### DIRECTIONS FOR THIS TASK
When the string "person" is part of a line in the data below, report the whole line.

RECORDS FOR THE EXERCISE Block Start

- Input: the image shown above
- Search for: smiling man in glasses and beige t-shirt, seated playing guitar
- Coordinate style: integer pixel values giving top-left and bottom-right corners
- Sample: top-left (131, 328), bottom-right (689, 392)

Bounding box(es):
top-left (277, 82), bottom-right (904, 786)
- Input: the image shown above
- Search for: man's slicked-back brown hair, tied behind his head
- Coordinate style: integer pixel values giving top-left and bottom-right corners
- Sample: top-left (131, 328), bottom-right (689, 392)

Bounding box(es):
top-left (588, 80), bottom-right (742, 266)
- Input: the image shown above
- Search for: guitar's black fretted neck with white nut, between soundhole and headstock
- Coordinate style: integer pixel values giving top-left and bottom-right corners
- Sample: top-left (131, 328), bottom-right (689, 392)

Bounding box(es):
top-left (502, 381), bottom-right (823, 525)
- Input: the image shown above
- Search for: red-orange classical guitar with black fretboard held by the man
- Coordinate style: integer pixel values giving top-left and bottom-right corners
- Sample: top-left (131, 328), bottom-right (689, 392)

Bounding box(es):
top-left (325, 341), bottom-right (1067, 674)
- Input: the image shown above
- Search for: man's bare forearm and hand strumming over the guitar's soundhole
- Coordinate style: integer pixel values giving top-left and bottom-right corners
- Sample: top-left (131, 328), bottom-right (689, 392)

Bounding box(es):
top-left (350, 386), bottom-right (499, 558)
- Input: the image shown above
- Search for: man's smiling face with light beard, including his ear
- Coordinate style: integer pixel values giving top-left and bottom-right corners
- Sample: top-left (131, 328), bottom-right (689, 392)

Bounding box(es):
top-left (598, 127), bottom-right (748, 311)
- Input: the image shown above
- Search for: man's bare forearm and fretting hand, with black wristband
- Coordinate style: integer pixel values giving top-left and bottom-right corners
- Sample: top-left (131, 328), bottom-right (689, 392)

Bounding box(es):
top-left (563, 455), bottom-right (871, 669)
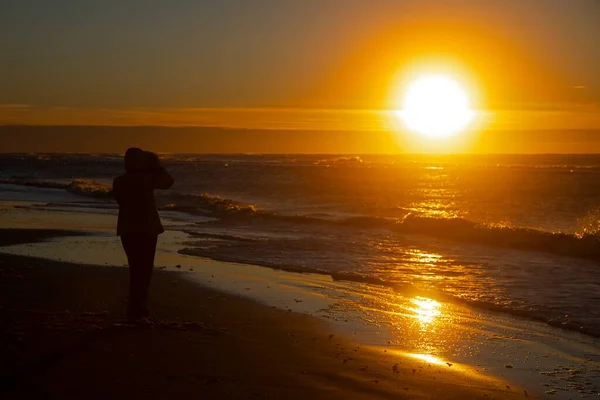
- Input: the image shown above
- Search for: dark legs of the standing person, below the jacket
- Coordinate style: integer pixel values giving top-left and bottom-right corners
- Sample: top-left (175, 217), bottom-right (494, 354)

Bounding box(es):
top-left (121, 235), bottom-right (146, 319)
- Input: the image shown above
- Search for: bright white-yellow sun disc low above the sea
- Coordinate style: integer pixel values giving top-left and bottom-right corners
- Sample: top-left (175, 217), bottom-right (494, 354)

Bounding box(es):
top-left (399, 75), bottom-right (475, 138)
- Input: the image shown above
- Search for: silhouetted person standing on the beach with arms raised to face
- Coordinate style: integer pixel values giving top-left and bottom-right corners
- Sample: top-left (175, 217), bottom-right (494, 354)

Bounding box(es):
top-left (113, 148), bottom-right (173, 320)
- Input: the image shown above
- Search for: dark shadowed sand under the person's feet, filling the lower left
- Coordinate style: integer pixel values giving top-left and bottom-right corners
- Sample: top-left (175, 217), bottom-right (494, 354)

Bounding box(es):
top-left (0, 230), bottom-right (520, 399)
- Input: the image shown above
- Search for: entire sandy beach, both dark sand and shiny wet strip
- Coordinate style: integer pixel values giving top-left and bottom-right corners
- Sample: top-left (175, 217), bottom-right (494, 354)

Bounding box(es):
top-left (0, 212), bottom-right (600, 399)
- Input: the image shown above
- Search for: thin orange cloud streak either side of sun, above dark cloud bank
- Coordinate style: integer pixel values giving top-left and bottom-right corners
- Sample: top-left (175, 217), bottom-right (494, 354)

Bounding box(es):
top-left (0, 104), bottom-right (600, 131)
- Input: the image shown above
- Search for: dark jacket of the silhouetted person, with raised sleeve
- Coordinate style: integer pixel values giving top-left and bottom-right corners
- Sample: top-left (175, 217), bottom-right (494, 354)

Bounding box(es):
top-left (113, 167), bottom-right (174, 236)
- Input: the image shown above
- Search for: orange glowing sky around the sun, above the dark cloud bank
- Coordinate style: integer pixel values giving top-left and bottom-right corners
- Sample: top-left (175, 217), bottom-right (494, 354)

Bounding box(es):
top-left (0, 0), bottom-right (600, 151)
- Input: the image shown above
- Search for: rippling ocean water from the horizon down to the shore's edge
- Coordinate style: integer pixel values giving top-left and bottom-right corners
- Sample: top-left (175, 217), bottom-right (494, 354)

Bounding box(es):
top-left (0, 154), bottom-right (600, 337)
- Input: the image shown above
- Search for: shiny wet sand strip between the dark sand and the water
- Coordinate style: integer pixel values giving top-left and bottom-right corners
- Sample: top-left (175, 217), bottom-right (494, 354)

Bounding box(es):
top-left (0, 208), bottom-right (600, 399)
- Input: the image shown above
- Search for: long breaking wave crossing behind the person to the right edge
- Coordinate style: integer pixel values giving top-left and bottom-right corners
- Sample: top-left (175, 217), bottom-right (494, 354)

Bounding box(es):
top-left (0, 178), bottom-right (600, 260)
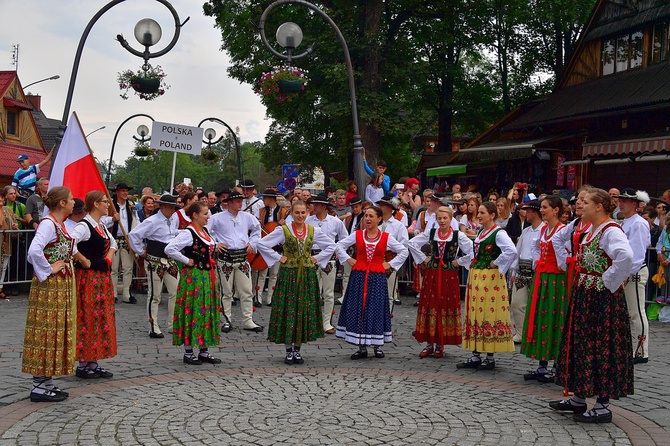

RECORDS FOR THE EXERCISE Block End

### SOLUTION FOR THIS PROBLEM
- Search for: dark legs of the standing person, below the jacket
- Search for: silhouetted person standing on the beach with arms raised to face
- Search for: dark shadowed sand under the person's feet, filling the lower left
- Search for: dark jacket of the silhouetted person, with raised sleeve
- Search for: long breaking wave crossing behind the person to the right edge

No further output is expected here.